- **Directive a**:
Please pick out every line of the records below that contains the word "metal".

- **Passage**:
* Start *

Triggered leftists ask Arkansas Governor Sarah Huckabee Sanders to remove the cross her kids chalked on the driveway @ the Arkansas Governor's Mansion

For the thousandth time, Leftists: there IS no "separation of Church and State" for American citizens. That phrase just means that there is no State Church in America, as in the Church of England. It doesn't mean that expressing your faith in governmental places is illegal.

Why is this so difficult for so many?
Because you are wrong.

Ask Jeff Sessions.

The courts have determined that to allow one church to display symbols from one religion then they must allow the display of all.

That is separation of church and state.
 
You have to know that there is something very, very, very fucked up when this is considered offensive…

Sanders-Cross-Mansion.jpeg


…but faggots, trannies, pedophiles and related fucked-up sexual perverts flaunting their sick behavior in front of children is not.
 
For the thousandth time, Leftists: there IS no "separation of Church and State" for American citizens. That phrase just means that there is no State Church in America, as in the Church of England. It doesn't mean that expressing your faith in governmental places is illegal.

Why is this so difficult for so many?
Because they discriminate with only one graven image.
 
No. deal with it you wibble snowflake.

* End *

- **Supplied material**:
* Start *

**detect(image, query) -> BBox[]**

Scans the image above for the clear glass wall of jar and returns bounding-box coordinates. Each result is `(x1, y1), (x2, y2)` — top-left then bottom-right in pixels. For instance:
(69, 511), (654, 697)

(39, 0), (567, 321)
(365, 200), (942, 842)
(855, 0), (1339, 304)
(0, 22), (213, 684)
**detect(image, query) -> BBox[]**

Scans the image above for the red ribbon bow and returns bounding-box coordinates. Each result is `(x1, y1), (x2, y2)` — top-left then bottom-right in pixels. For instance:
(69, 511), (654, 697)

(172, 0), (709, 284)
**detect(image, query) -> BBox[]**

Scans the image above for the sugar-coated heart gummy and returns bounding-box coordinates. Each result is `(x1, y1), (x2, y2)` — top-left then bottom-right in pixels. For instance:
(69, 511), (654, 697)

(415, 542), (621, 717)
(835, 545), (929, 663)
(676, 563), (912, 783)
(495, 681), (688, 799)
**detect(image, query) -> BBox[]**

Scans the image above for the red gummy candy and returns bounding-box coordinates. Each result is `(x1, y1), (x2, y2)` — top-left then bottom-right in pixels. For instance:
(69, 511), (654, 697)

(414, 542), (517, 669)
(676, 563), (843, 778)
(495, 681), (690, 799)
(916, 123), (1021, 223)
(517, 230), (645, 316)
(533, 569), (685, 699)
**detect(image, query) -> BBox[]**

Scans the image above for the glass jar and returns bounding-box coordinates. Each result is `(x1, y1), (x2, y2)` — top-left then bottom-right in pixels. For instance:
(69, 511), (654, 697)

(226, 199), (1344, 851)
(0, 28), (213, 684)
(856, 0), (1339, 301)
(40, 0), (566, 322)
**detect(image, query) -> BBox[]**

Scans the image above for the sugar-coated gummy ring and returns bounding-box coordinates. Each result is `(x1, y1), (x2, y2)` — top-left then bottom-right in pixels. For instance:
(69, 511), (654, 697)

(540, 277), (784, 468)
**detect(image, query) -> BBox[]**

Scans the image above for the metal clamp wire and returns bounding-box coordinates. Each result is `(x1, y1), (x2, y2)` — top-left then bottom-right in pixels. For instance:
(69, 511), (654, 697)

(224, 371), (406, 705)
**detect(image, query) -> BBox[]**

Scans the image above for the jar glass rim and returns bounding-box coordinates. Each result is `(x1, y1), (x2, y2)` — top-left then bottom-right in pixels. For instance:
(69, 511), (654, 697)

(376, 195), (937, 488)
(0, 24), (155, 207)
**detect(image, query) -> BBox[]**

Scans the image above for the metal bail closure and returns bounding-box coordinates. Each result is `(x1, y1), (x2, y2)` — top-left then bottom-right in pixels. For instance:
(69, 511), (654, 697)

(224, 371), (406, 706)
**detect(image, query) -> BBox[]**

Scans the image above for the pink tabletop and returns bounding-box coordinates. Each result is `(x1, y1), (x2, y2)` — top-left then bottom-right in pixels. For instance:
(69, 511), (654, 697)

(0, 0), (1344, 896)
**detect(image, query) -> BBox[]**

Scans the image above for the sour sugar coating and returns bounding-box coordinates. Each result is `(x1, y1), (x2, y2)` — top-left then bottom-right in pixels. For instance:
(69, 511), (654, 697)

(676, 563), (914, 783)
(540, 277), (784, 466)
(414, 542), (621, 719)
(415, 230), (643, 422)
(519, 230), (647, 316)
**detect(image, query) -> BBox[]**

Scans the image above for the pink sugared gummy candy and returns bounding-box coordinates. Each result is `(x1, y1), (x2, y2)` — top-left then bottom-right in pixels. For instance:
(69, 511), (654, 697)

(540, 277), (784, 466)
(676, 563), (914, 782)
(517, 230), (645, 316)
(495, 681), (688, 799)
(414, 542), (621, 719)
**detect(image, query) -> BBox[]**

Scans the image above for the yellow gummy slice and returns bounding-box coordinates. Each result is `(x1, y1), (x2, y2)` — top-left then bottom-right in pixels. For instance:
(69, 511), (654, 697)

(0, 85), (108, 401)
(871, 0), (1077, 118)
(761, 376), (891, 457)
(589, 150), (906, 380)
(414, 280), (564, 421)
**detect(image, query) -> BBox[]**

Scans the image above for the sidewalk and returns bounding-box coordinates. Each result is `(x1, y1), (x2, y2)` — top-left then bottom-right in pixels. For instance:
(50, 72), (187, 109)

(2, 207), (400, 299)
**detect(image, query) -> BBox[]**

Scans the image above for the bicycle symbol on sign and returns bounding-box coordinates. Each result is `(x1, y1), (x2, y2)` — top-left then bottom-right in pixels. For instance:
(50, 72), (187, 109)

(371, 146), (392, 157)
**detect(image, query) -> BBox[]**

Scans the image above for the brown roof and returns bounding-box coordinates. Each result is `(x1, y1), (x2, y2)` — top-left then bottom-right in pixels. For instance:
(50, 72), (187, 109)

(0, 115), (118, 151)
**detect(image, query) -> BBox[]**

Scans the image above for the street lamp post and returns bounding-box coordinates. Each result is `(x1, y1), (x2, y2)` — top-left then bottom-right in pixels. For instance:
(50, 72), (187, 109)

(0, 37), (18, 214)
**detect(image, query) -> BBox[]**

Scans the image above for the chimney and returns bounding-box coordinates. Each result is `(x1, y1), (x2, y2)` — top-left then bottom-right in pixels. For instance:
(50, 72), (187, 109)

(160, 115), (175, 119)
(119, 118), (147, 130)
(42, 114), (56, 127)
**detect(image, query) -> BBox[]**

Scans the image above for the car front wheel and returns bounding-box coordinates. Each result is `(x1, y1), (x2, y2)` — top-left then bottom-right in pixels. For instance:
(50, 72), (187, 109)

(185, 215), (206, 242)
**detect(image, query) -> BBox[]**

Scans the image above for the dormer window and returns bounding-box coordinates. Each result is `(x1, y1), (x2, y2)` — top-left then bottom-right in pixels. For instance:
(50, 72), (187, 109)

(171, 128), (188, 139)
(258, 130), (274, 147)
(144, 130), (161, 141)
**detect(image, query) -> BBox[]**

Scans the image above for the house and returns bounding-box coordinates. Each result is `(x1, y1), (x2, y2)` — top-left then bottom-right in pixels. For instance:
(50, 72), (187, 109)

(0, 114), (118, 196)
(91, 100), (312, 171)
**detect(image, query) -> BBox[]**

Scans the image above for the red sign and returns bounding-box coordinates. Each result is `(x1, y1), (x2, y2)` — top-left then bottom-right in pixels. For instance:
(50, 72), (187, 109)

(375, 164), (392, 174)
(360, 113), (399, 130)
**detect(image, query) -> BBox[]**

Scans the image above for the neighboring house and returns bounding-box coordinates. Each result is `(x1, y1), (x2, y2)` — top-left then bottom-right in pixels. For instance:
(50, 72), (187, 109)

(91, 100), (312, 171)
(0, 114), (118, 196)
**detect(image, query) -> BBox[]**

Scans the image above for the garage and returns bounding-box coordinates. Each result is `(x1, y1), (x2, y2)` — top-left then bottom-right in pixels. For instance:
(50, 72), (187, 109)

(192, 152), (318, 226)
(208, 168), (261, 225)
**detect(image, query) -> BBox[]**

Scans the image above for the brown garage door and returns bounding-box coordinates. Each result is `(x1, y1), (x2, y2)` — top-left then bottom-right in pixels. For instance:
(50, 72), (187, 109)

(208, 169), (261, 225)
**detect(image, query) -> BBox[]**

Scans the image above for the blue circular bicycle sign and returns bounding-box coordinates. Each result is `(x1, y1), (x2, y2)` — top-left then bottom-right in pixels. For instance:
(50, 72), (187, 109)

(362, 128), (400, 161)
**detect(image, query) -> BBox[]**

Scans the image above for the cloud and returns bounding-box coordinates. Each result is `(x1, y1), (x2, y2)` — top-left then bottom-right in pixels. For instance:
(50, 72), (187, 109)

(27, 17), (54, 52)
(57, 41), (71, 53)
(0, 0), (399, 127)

* End *

- **Directive b**:
Quote the part of the post about the driveway cross that starts at "Because you are" and ends at "church and state.", without changing a word.

- **Full response a**:
Scans the image above for the metal clamp wire and returns bounding-box coordinates. Each result is `(x1, y1), (x2, y2)` — top-left then bottom-right in pixels. For instance:
Scans the image above for the metal bail closure and returns bounding-box coordinates. Each result is `(x1, y1), (x2, y2)` — top-left then bottom-right in pixels. For instance:

- **Full response b**:
Because you are wrong.

Ask Jeff Sessions.

The courts have determined that to allow one church to display symbols from one religion then they must allow the display of all.

That is separation of church and state.